PROBLEM TO SOLVE:
Give the records again in full, exactly as written.

MATERIAL SUPPLIED:
____________
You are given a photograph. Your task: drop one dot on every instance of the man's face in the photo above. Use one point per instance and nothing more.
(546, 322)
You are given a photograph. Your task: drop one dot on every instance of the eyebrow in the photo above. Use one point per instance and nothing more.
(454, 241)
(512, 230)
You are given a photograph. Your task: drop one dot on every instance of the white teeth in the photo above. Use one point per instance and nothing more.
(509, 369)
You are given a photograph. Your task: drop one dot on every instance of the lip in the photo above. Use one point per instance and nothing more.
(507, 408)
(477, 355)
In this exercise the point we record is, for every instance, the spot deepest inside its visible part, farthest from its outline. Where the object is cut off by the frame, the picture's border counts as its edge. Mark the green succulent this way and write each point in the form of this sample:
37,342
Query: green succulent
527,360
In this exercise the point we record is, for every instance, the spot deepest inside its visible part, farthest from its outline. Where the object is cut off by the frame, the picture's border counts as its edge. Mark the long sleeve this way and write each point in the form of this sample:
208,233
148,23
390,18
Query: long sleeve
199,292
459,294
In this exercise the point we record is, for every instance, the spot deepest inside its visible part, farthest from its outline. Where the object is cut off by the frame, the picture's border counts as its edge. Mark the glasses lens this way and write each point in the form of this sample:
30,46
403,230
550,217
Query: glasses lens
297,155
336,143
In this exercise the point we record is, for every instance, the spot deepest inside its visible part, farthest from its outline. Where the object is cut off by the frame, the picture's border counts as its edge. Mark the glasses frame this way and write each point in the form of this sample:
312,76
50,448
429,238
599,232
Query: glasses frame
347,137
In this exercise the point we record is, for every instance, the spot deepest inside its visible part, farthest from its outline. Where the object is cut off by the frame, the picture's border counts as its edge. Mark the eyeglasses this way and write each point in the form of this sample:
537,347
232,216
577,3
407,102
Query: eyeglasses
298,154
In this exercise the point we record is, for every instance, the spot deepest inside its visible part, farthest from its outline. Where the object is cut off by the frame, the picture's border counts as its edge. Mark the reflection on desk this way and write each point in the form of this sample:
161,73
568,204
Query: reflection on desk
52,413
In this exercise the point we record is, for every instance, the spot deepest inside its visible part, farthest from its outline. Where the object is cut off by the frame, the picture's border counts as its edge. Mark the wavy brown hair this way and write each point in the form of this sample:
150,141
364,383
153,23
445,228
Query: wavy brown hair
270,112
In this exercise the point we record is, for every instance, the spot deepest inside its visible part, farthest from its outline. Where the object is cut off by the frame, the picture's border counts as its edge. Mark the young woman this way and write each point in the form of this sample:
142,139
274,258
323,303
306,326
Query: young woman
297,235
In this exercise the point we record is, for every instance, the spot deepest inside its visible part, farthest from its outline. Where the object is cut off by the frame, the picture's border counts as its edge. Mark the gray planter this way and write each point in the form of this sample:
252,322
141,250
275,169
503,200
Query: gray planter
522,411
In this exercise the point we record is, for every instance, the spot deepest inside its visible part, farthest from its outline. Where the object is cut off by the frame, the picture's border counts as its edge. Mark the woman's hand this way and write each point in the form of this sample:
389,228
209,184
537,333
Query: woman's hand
____________
OUTPUT FOR THIS EXERCISE:
You are given a photograph. Your task: drop one dot on every instance of the man's face in the photo above. Use one point per instance and nothing more.
(546, 322)
You are given a photograph. Your task: drop one dot on every instance of the eyebrow in the photo above. Use one point per instance and nothing more.
(454, 241)
(512, 230)
You are given a photograph. Your task: drop one dot on every instance of the white teeth in the photo above. Use one point per instance and nothing more.
(509, 369)
You are given a photograph. Your task: drop one dot on every instance of the lip in the photo above. Use one point per instance and nothing more.
(507, 408)
(477, 355)
In this exercise the point we record is, for every instance, the spot deepest inside its visible part, farthest from its outline. Where the object is cut off by the frame, the picture's border counts as its edge. Mark the green succulent this way and write each point in the form of this sample:
37,342
Query: green succulent
527,360
In this exercise the point we record is, for every instance, the spot deepest inside its visible part, farthest from its outline. Where the object is cut off by the frame, the picture's border counts as its edge. Mark the long sleeve this way and write each point in the form of this sample:
208,233
148,23
390,18
Query: long sleeve
199,292
459,294
In this exercise the point we record is, for every instance, the spot deepest inside its visible part, farthest from its outline. Where the object is cut off by the frame, the picture's border counts as its edge. Mark the glasses lens this way and write each point in the form of this sample:
30,46
403,230
550,217
Query: glasses lens
297,155
336,143
In this exercise the point we record is, for every instance, the spot deepest inside its visible part, farthest from its outline. Where the object is cut off by the frame, the picture's border counts as its edge. Mark the glasses frame this way and write each point in the form of this sample:
312,76
50,448
429,238
599,232
Query: glasses frame
347,137
In this exercise the point we record is, for every instance, the spot deepest inside its visible part, farthest from its outline. Where the object is cut off by the frame, the picture's border counts as its edge. Mark the eyeglasses this way and write each point in the form of this sample:
537,347
232,216
577,3
407,102
Query: eyeglasses
298,154
In this exercise the point we record is, for every instance, the spot deepest inside its visible part, farthest from its outline. Where the object is cut off by the frame, the picture's border counts as its edge. Mark the reflection on desk this way and write each point in the form of this sample:
161,73
568,204
Query: reflection on desk
52,413
In this exercise the point we record is, for every instance, the spot deepest inside its visible part, farthest from its outline. Where the object is cut off by the frame, the picture's border counts as its edge. Mark the wavy brown hair this way and write each point in the form of this sample:
150,141
364,383
153,23
445,228
Query: wavy brown hair
270,112
In this exercise the point we record is, for every instance, the spot deepest inside its visible part, farthest from its outline. Where the object is cut off by the frame, the picture's border counts as its edge. Mark the young woman this way and write each point in the form of this sample:
142,139
274,258
323,303
306,326
Query: young woman
297,235
In this exercise the point we record is, for every instance, the spot deepest inside its visible part, farthest from its outline. Where the object is cut off by the frame, the picture's border counts as its edge. Mark the gray planter this way and write each point in the form of this sample:
252,322
141,250
275,169
503,200
Query: gray planter
522,411
In this exercise the point we record is, for every instance, the spot deepest inside its visible part, farthest from its outline. Where the object is cut off by the frame, the picture's border counts as its edge. Mark the woman's hand this way and write each point in the form of this sample:
389,228
209,184
537,333
Query: woman's hand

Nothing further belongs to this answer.